### Set exercise A
Translate this sentence from the text on the N Queen Problem into Spanish: "Backtracking is a general algorithm which finds all complete solutions to a problem by building over partial solutions."
### Set exercise B
Continue the text on the N Queen Problem from the point where it stops.

### Page text
>> Start
# Solving the N Queen Problem

## Introduction

The N Queen Problem is one of the best problem used to teach backtracking and of course recursion. Backtracking is a general algorithm which finds all complete solutions to a problem by building over partial solutions. In this process, the problem might reach to a partial solution which may not result into a complete solution. Such partial solutions are effectively rejected by the backtracking algorithm.

## The classic case of N Queen problem

In this problem, you are given an empty chess board of dimensions N * N. The task is to safely place N queens, one in each row such that they cause no harm to each other 🙂 . The basic idea is mentioned below:

• Start from the first row
• Select a column and if it is empty, well within the limits of the board and in no immediate danger, then place the queen in the cell
• Proceed to the next row
• Two conditions might occur,
• all the rows are safely filled
• somewhere down the line, one of the queens cant be placed in a row. Here we need to backtrack, because a decision was wrongly made in the past

This simple idea leads to a formal solution as described below. For simplicity of the code, we will just use a 5 * 5 board.
>> End
### Supplied records
>> Start
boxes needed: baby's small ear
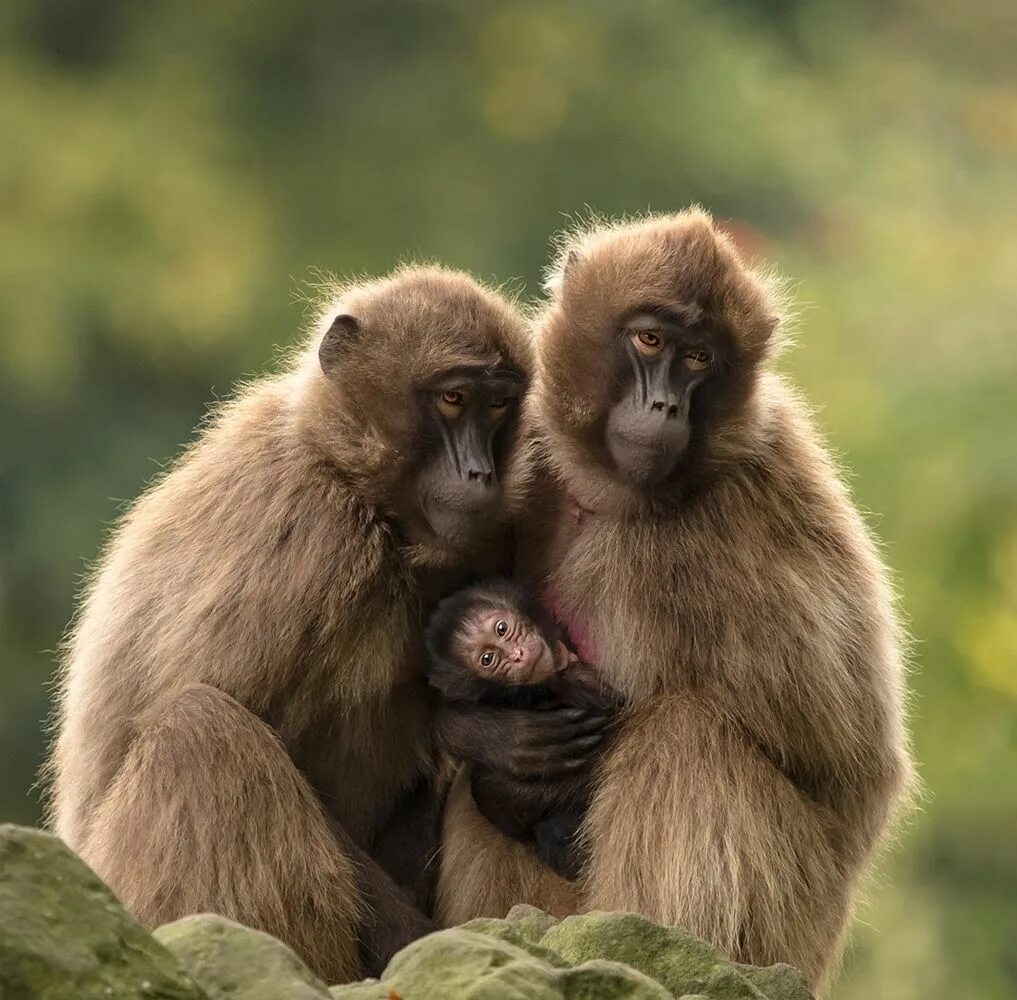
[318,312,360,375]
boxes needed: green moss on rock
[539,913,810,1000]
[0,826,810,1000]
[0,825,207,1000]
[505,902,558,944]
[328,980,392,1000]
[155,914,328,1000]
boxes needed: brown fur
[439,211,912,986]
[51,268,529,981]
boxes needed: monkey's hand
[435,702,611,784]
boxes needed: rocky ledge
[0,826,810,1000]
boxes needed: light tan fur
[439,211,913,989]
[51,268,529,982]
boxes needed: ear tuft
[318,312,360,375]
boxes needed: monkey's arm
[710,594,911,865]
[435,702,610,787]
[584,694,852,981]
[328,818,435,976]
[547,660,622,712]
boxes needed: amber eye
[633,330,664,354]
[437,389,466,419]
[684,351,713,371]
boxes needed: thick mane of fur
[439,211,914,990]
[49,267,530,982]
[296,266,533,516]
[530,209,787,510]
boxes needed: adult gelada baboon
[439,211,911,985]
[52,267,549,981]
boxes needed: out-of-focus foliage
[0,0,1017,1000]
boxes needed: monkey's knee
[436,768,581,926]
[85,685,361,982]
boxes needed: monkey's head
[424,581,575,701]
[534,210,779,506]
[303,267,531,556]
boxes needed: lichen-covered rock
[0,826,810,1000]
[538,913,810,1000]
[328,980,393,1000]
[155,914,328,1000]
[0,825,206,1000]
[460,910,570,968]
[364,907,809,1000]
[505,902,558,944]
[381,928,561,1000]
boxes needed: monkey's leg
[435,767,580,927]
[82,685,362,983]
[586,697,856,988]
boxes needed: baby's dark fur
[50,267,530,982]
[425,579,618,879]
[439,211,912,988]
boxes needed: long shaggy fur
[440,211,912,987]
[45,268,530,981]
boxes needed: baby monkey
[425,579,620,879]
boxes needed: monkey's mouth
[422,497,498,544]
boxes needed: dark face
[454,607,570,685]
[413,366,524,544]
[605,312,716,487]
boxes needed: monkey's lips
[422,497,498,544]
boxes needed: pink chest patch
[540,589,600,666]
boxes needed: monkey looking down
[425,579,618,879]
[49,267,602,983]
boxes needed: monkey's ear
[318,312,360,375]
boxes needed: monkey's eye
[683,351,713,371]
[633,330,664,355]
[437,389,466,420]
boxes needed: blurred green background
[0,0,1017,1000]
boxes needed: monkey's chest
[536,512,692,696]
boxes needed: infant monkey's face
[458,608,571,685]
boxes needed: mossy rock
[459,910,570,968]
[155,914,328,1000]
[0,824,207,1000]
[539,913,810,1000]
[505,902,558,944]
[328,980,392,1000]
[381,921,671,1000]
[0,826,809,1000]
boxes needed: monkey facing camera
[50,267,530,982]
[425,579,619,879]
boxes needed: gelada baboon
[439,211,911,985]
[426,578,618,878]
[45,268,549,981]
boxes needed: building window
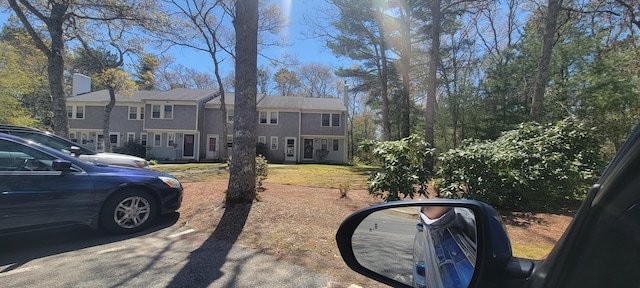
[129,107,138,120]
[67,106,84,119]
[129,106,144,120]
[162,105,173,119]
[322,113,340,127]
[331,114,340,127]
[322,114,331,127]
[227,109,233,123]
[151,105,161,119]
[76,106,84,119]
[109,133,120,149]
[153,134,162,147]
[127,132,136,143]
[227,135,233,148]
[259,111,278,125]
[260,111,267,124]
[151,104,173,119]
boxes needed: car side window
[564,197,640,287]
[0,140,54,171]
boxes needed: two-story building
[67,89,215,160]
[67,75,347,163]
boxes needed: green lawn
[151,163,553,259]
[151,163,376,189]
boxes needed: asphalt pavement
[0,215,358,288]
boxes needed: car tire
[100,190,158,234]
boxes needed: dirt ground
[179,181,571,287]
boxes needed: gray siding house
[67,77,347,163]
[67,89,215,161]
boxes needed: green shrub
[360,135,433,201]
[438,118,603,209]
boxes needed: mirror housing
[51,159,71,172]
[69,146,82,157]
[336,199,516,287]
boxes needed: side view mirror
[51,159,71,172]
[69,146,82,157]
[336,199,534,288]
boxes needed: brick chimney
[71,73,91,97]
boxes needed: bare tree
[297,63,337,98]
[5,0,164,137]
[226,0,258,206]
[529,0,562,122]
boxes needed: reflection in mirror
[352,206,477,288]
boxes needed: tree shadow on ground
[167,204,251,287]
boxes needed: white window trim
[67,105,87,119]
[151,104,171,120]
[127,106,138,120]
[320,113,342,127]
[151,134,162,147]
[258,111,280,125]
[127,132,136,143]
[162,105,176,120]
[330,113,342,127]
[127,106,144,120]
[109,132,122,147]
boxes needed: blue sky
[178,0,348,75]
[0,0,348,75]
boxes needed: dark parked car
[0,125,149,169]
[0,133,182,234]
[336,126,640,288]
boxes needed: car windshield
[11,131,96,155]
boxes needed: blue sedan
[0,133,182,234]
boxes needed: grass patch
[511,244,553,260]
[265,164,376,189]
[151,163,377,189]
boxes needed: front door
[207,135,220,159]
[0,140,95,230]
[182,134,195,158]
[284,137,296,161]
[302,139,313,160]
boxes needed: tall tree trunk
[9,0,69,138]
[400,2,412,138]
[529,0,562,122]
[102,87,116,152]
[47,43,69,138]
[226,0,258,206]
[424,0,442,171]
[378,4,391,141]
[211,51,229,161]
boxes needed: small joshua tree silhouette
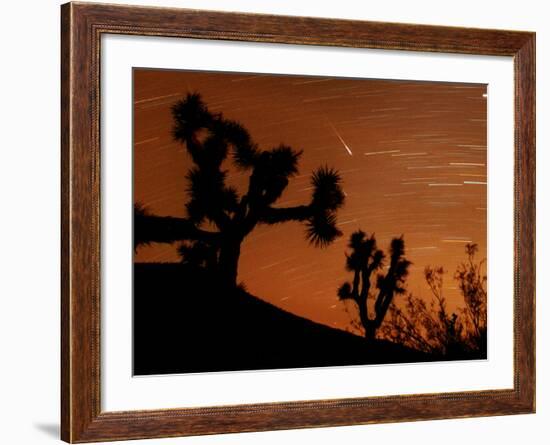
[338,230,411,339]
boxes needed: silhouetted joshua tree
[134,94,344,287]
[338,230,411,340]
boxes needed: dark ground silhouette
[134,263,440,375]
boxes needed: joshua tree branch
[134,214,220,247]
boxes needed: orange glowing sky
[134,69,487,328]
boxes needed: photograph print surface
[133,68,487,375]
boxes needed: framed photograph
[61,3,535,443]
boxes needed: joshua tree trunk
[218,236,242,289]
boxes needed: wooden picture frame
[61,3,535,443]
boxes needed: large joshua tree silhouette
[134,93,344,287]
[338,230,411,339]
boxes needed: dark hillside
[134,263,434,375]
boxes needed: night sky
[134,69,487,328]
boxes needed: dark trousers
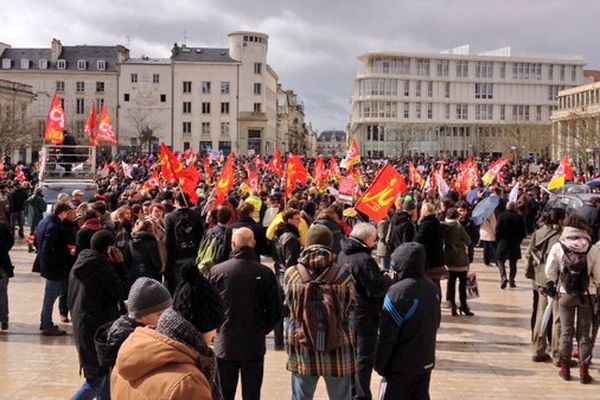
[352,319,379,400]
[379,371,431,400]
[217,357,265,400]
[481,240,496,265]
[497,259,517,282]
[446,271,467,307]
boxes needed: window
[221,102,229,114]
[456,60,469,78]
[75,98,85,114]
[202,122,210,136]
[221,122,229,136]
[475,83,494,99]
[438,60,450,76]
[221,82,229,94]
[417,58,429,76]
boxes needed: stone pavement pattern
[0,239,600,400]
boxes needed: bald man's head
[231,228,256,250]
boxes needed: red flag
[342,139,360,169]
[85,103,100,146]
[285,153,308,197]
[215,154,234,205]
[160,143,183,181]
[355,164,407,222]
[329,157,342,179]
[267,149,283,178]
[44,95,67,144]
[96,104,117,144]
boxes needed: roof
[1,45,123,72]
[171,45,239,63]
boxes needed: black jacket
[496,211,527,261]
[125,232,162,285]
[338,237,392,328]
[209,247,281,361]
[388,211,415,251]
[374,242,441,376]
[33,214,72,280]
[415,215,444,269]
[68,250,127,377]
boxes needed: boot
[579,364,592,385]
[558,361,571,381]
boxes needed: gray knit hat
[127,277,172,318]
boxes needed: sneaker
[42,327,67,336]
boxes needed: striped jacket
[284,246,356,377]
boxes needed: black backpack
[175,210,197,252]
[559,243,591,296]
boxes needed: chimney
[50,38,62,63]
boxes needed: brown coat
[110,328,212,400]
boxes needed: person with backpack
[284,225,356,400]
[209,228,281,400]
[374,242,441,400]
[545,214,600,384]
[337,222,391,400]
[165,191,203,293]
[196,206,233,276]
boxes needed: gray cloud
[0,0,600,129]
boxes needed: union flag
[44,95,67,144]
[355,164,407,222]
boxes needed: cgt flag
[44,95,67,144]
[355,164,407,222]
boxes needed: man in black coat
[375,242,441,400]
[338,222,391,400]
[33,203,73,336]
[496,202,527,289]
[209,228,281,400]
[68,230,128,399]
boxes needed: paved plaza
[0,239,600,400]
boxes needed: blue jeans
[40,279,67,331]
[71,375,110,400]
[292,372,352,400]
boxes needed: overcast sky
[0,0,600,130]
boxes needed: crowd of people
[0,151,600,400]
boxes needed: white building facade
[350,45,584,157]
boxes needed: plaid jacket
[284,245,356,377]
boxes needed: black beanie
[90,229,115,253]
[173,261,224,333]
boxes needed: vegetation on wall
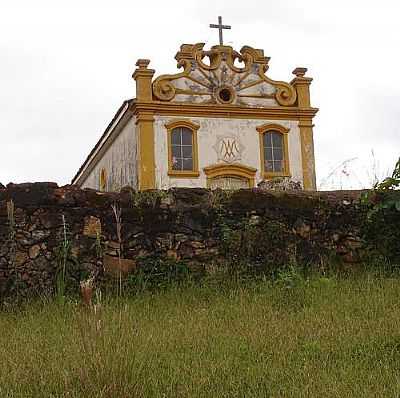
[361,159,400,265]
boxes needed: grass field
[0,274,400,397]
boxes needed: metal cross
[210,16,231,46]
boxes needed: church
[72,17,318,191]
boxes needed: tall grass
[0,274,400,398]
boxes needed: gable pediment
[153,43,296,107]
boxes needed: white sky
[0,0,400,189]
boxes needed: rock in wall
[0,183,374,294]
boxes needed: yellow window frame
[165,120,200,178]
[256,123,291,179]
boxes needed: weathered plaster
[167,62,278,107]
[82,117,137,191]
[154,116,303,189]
>> End
### Task answer A
El backtracking es un algoritmo general que encuentra todas las soluciones completas de un problema construyendo sobre soluciones parciales.

### Task answer B
## Formal Solution for N Queen Problem

The trick to the solution is to store the board correctly. You can either use a N * N array or simply a one dimensional array of length N. As you might have noticed that we only need to place N queens. We can very easily choose to store the position of the queen in each row. For e.g.

The first image shows an empty board, hence the array has -1. In the second image, there are queens in each row, the zeroth row contains a queen at index (0,4) of the matrix. The first row contains a queen at index (1, 1) and so on. Hence, the values in the array are 4, 1, 3, 0 and 2.

The second point in the above algorithm talks about the criteria for accepting a valid cell. A valid cell must have the below properties:

• It must lie within the limits of the board
• It must be empty
• It must not be in immediate danger from the already placed queens (It must not lie in the same column and it must not lie on the major or minor diagonal)

### What are major & minor diagonals ?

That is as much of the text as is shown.